Lack of vitamin D weakens coronavirus patients’ immune system

Lack of vitamin D has become a problem facing coronavirus patients and doctors in quarantine hospitals, due to their lack of exposure to sunlight for long periods of time.

A lack of vitamin D — which the body produces naturally when exposed to sunlight — weakens the immune system against many diseases, including coronavirus, a fact that prompted Egypt’s Ministry of Health to make available one million packages of the vitamin D and calcium supplement Ossofortin to strengthen patients’ immunity.

This comes on the heels of a medical study published by a research team led by researchers at Northwestern University, which confirms a strong link between acute vitamin D deficiency and mortality rates for the novel coronavirus (COVID-19).

Information —
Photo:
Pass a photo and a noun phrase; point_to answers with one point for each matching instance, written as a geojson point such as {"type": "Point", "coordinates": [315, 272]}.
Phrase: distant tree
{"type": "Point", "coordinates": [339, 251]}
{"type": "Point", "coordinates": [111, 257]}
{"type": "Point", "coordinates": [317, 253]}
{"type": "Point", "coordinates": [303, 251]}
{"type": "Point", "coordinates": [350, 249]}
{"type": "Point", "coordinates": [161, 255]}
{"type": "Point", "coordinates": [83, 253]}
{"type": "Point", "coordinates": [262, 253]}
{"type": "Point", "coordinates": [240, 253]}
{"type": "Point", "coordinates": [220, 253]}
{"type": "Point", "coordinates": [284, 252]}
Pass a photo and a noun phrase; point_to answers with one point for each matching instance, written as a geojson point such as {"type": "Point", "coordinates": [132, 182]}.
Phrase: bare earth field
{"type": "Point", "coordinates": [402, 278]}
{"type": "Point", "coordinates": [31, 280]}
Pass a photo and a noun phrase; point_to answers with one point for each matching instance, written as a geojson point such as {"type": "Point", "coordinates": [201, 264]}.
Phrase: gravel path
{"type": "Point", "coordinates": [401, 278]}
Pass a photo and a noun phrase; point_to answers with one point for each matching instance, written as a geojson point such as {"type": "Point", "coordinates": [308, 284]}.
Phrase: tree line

Required action — Carry on the article about vitamin D deficiency in coronavirus patients, beginning right after its final sentence.

Written response —
The research team conducted a statistical analysis of data from hospitals and clinics across Europe, China and the US. According to the study, patients from countries with high morality rates due to the virus, such as Italy, Spain and the UK, have lower levels of vitamin D compared to patients in countries that were not as severely affected.

A report by the General Administration of Nutrition Programs in the Egyptian Ministry of Health revealed five ways to help the immune system fight coronavirus infection by eating healthy food that helps boost immunity.

Immune cells need vitamin D to help destroy pathogens that cause infection, including those that cause acute respiratory infection.

The administration therefore advises getting regular sun exposure to allow the body to produce vitamin D.

Dr. Alaa Khalaf, a member of the psycho-social support team for coronavirus patients, said that he spent two weeks accompanying patients in a quarantine hospital.

One of his most prominent observations was that patients are not exposed to the sun for long periods, which results in some people suffering from a lack of vitamin D, as well as from depression, anxiety and disturbed sleep due to their not being able to differentiate between day and night, Khalaf said.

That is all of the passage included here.